>> begin PROVIDED DATA
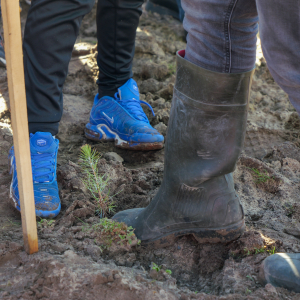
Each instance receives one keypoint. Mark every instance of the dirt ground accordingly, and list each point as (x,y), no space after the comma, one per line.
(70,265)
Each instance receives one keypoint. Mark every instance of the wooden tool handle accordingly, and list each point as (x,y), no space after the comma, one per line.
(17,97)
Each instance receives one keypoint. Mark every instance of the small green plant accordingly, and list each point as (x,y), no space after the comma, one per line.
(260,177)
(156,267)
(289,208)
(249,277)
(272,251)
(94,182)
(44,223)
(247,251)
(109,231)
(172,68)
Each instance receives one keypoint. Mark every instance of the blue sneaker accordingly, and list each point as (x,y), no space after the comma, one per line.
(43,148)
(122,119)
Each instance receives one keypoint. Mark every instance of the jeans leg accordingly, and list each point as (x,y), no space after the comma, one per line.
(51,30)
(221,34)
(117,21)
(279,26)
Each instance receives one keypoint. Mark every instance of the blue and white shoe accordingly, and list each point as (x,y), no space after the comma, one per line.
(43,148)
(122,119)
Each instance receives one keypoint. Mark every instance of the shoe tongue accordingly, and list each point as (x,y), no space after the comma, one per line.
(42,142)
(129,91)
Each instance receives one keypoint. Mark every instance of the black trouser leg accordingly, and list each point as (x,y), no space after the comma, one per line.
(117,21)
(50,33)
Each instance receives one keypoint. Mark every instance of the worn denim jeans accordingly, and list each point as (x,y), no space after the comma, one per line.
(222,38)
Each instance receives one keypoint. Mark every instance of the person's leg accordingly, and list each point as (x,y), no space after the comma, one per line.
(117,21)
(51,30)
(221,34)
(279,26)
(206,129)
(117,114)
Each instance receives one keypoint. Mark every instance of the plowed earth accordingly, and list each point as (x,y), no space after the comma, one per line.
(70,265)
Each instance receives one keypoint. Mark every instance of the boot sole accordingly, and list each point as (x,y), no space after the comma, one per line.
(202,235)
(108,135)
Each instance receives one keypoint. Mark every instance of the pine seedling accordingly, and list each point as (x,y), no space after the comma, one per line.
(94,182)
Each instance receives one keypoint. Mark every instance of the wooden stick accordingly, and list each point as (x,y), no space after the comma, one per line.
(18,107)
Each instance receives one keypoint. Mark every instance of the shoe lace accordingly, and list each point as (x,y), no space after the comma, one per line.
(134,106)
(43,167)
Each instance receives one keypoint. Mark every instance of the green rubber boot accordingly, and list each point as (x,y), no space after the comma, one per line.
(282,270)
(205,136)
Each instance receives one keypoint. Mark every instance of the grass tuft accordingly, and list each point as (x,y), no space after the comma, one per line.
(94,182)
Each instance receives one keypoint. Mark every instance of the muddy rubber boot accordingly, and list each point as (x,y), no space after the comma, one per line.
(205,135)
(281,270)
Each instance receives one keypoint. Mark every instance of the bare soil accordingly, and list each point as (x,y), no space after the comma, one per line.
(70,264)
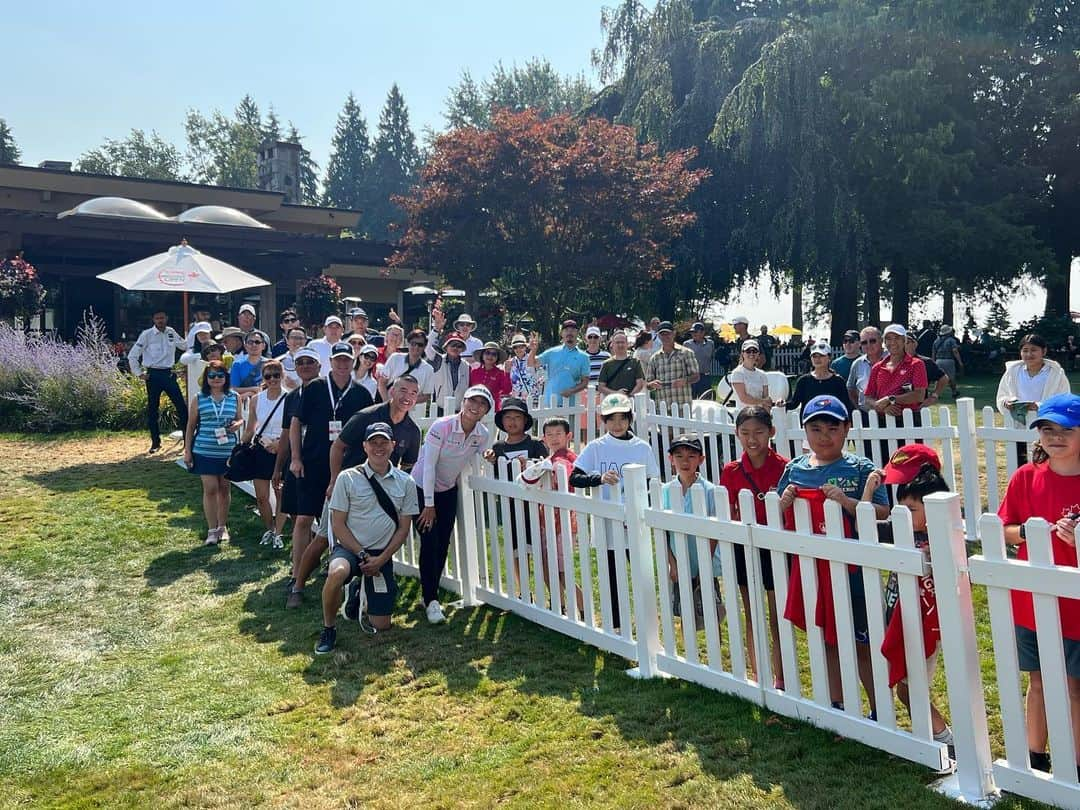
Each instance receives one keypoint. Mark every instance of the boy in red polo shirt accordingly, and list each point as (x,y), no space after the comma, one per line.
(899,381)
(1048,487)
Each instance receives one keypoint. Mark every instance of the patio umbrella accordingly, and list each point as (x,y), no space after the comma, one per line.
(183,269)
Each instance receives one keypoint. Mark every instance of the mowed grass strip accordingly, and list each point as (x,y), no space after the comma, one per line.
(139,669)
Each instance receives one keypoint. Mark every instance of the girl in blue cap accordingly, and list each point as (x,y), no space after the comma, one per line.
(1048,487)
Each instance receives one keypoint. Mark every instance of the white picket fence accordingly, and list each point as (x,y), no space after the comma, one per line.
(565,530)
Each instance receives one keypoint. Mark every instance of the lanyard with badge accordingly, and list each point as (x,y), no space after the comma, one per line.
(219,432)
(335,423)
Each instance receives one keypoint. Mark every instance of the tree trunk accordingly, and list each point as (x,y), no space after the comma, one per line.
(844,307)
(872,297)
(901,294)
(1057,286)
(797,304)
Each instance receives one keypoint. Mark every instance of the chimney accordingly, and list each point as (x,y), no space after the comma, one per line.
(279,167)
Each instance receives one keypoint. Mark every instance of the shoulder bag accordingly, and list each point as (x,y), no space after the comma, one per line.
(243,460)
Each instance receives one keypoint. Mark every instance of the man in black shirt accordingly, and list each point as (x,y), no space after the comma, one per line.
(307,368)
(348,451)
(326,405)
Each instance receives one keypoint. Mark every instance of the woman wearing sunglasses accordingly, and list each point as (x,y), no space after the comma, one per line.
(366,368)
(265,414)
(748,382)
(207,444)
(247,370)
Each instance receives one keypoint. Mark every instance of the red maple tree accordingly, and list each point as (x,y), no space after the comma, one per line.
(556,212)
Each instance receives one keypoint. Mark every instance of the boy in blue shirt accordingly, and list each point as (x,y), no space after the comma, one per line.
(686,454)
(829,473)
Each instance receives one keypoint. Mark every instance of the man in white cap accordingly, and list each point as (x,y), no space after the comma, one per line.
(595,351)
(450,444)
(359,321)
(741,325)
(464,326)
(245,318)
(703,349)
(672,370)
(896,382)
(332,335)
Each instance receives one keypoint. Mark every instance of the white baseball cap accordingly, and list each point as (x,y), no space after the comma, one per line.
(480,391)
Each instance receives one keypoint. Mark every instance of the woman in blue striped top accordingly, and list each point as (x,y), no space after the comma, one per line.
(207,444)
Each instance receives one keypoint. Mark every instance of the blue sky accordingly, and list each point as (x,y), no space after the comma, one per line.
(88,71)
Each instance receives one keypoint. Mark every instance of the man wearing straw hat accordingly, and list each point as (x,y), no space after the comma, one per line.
>> end PROVIDED DATA
**TASK TO COMPLETE**
Retype every record above exactly as written, but leave out the pictures.

**RESULT**
Each instance receives one keypoint. Mark every instance of the dirt ground accordingly, and list each point as (x,y), no space after the comma, one per line.
(70,265)
Each instance receives one keypoint. Mark every instance of the wooden tool handle accordingly, and list each point as (x,y), no space after the comma, one per line.
(17,97)
Each instance receives one keypoint. Mark every instance of the small green plant accordingly, and list each point as (x,y), no space after the comma, one per line.
(260,177)
(156,267)
(289,208)
(249,277)
(272,251)
(94,182)
(44,223)
(247,251)
(109,231)
(172,68)
Each instance receives one keypoint. Mark every instance of the blue sneaker accordingly, and list each point as (x,y), no space after the comma, one per line.
(43,148)
(122,119)
Each instance receives one keypoint. Mark every instance of the jeans leg accordingly, and list each point as (x,y), no space after the comma, one per line.
(51,30)
(221,34)
(117,21)
(279,26)
Each instance receives one keypoint. Mark every instance of the blue and white shoe accordingly, and list each point as (x,y), no space after the comma, one per line.
(43,148)
(122,119)
Each instance receives one keypoint. Mark every instance of the shoe tongue accordingly, and list each point as (x,y), no space after the comma, one per line.
(42,142)
(129,91)
Each instance receives one keypoint. Mark every instance of the black trouser leg accordingly, and list each point as (x,y), no space after the comma, one per line.
(117,21)
(50,33)
Each instance receives one keypoint. Mark every instance of the worn denim jeans accordingly, and list each point as (x,y), no space after the comma, one per line.
(222,38)
Each instance receives one keypoint. Mark every instance of the person's leg accordingly, and list each point as (x,y), no space after the comma, one per line.
(117,21)
(51,30)
(221,34)
(279,26)
(206,129)
(117,114)
Each instance receives one keypoint. Mark every instance of the plowed earth accordingly, and list each point as (x,y), no space after the comma, one per line.
(70,265)
Each instance receives one keypoint. Mark every instance of the boot sole accordingly, and list each point as (x,y), no space after the comma, one per line.
(202,235)
(108,135)
Each instance receives one keypoint. Mark every instance of the pine seedling accordingly, and list each point as (x,y), no space after the comma, one per line.
(94,182)
Each instance receives one keypoint. Mark every instance of the wooden stick accordingly, and list each point as (x,y), no space after the comma, one per line.
(18,107)
Each instance receives one keypoint. Mark every instance of the shoe lace accordingly, and list each point as (x,y), no space after the comma, one per line.
(134,106)
(43,167)
Each instance receives one keypoint. Mark every instance of the green rubber boot accordingly, and list each point as (x,y), no space after the comma, one per line.
(282,270)
(205,136)
Each instance receives one keypoint. Mark every instance of the grass tuft accordingly, and list each point as (x,y), no space after the comma, one per line.
(94,182)
Each instance receives one keypoint. Mark every instance of the muddy rubber boot accordingly, and list each point as (x,y), no space after the comma, one per line.
(205,135)
(281,270)
Each instance receives one keypoint. Mark every instance of the bare soil accordingly, and list each point as (x,y), no space after the comma, one per line.
(70,264)
Each instance receives one keypoint. Mark every instance of the boy in red polo shirt accordingly, and list each point as (x,y), no space after the comma, one per line.
(899,381)
(1048,487)
Each instance receives one keypoint. Mark every instance of the patio umbrella accordingly, and list each point as (x,y), no space after the comma, one per line.
(183,269)
Each instance receives one keypoint. Mark every instance of the mowed grass strip accordingly, and list each point as (x,y), no space after the comma, one per line.
(139,669)
Each instance receives one keypoint. Mark every instance of the girl in blue cap accordingly, and list each point as (x,y), no space after the comma, one per line.
(1048,487)
Each instance receives one keypoint. Mark every instance of the white picket fence accordingly, and list each point as (x,y), no space after the comma, one per line.
(565,530)
Each instance receives one keypoint. Mark every instance of the lanyard with badge accordingly, and list each point as (x,y), no space after the comma, one per line.
(219,432)
(335,423)
Each instance receives one keypoint. Mark every instance of the tree trunk accordingly, and list each point as (x,y), no space after the comma, one per line.
(844,307)
(872,297)
(901,294)
(1057,286)
(797,304)
Each instance receives one keypoint. Mark every instance of the chimney accordingly, and list each point as (x,y), no space after the comma, one per line.
(279,167)
Each instance receives one keypoint. Mark every instance of the shoulder bag accordingly, and list each point as (x,y), no space after the comma, one per line.
(243,460)
Each instance receives one keypoint. Mark every instance of the man in black shirt accordingly, and list each point as (x,y), no space after the comma, one per line.
(307,368)
(348,451)
(326,405)
Each instance receives one keypoint. Mark every instance of the woman wearing sunglasses accordingly, and list each point as (x,y), no space after the comma, one per line.
(366,368)
(265,414)
(748,382)
(207,444)
(247,370)
Each instance receives one keypoint. Mark every instance of the red maple tree accordingly, and list each point as (x,y), no space after the comma, one per line.
(556,212)
Each instance receives one keypoint. Mark every instance of the boy in blue shirt accordingly, and list each point as (x,y), no space after the comma, one per line.
(686,454)
(829,473)
Each instance receives one keypoint. Mark every instance of the man in white cap accordingly, and list each point as (x,y), no space after the comma, one per line.
(595,351)
(450,444)
(359,321)
(741,325)
(464,326)
(245,318)
(703,349)
(672,370)
(896,382)
(332,335)
Each instance receives one keypoint. Mark every instance of the white baseball cap accordingly, and list each point as (x,y), no space after the comma, one per line.
(480,391)
Each instance receives one keypoint. Mark every instance of the woman in blue striped top accordingly, and list each point as (x,y), no space after the comma, one per line.
(207,444)
Each instance receives one keypoint. Mark every instance of the blue sky accordingly, and list each point as (x,y), no space after the comma, one per line.
(88,71)
Each instance receives one keypoint. Mark every instance of the man wearing straw hat accordingly, and list each point as (x,y), no space after the comma, one per line.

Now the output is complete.